Data shown
++++

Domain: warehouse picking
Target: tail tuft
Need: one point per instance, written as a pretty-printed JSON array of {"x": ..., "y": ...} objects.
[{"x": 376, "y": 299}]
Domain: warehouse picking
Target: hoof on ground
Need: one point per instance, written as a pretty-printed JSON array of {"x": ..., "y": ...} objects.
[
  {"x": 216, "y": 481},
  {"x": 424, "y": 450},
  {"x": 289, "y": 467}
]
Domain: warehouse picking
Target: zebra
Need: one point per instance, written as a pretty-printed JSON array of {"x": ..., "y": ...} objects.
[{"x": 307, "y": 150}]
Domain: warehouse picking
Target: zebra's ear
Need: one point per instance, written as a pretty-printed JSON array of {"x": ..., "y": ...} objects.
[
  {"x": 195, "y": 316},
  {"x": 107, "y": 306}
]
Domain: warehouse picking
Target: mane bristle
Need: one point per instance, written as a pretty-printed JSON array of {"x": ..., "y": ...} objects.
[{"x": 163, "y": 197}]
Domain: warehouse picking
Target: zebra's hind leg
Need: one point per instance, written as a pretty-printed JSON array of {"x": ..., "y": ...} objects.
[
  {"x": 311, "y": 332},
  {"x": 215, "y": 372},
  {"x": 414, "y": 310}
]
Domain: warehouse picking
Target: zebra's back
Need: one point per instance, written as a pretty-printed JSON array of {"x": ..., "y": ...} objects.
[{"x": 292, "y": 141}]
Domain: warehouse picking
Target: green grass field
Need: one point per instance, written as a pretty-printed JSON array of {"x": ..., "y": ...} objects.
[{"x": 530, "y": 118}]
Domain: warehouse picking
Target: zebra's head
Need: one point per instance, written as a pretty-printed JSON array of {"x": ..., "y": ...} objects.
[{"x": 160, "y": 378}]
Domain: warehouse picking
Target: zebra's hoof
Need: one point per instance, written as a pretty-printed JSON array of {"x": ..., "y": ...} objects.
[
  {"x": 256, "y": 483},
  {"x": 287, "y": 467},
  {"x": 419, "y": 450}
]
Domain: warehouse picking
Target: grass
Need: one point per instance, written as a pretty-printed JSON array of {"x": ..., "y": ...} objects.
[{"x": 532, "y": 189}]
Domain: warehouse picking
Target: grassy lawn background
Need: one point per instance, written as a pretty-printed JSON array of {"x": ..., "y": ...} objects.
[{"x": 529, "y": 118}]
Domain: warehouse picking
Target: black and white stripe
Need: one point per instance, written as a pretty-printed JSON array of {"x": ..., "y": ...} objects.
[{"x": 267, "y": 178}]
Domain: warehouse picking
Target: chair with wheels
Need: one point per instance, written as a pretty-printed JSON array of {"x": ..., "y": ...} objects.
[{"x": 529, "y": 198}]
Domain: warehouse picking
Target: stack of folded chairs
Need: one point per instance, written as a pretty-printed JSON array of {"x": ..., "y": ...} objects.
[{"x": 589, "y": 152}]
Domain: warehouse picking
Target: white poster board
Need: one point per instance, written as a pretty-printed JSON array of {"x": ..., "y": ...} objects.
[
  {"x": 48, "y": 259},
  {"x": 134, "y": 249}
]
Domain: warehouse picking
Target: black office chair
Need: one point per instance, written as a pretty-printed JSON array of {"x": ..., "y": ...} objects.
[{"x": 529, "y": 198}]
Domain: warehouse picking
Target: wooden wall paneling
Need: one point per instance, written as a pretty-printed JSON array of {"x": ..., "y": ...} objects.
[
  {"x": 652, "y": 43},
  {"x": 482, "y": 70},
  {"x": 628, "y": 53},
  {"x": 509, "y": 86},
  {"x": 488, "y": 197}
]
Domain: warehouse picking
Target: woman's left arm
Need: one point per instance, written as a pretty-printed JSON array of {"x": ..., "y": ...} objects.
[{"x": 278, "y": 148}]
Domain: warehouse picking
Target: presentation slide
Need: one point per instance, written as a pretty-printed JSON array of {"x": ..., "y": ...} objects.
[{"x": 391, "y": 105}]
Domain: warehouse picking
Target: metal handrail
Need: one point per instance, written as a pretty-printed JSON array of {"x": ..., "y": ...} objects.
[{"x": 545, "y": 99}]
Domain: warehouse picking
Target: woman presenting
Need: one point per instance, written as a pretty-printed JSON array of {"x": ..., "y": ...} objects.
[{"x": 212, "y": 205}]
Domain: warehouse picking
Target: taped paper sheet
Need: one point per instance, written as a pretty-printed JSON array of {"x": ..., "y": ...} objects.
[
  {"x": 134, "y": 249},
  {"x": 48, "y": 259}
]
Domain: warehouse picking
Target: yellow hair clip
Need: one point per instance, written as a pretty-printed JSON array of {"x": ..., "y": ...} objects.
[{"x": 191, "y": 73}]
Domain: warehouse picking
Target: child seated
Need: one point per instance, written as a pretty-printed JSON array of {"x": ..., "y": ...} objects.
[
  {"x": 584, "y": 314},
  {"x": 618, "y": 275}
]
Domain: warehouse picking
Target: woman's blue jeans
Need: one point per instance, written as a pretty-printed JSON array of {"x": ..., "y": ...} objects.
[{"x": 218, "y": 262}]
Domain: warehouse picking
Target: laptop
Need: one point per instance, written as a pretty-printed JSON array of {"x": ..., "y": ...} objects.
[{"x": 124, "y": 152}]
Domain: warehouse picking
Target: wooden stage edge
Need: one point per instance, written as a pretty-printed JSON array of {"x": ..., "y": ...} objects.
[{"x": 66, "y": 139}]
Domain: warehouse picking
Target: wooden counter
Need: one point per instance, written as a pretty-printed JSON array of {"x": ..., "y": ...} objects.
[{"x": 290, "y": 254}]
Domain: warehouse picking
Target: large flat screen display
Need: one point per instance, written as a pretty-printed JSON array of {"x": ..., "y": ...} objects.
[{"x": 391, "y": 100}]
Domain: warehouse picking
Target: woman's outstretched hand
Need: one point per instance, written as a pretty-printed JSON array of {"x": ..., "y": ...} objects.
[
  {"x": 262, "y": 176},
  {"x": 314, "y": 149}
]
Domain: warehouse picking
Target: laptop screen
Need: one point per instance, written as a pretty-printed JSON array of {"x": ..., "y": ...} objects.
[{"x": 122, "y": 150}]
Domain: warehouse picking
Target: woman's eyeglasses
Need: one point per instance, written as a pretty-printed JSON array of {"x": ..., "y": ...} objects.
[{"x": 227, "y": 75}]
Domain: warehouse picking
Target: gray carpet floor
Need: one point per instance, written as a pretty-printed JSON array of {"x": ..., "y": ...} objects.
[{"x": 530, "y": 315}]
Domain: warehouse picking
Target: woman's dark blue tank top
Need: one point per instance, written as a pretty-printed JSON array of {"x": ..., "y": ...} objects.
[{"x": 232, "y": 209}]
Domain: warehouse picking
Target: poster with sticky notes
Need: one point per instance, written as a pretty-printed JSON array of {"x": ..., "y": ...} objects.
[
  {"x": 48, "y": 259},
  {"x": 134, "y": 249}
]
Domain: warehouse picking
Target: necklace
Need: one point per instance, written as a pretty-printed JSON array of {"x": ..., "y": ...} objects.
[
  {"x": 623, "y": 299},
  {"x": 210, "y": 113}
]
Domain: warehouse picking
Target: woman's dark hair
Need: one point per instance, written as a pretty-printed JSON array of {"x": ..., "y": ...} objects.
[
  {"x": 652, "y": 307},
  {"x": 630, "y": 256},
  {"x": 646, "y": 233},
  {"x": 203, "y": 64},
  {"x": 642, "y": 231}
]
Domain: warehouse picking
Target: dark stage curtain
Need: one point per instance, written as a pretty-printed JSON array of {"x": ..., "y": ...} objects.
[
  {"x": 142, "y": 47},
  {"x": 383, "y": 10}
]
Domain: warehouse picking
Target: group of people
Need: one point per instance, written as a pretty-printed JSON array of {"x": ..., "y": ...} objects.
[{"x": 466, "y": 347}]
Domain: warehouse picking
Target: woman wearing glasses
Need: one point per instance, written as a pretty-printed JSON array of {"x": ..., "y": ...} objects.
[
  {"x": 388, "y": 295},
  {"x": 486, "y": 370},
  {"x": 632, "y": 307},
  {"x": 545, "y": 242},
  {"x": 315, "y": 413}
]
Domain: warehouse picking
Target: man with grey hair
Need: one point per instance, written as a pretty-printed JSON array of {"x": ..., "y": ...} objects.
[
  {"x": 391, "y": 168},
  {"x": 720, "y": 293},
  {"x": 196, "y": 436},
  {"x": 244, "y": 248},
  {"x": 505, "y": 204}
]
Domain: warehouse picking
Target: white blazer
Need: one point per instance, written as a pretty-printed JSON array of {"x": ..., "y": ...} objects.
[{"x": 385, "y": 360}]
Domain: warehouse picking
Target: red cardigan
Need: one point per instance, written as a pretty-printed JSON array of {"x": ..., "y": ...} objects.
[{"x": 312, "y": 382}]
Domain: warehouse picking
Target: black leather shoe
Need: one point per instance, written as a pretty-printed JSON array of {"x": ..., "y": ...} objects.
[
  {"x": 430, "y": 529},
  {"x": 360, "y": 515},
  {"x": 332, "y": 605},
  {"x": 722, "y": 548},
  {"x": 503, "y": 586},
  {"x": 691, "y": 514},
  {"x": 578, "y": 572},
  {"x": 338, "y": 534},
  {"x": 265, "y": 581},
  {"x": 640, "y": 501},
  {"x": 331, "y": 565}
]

++++

Instructions for the task
Please count the lines in the listing above that contain the string "screen" and give only that number.

Answer to the problem
2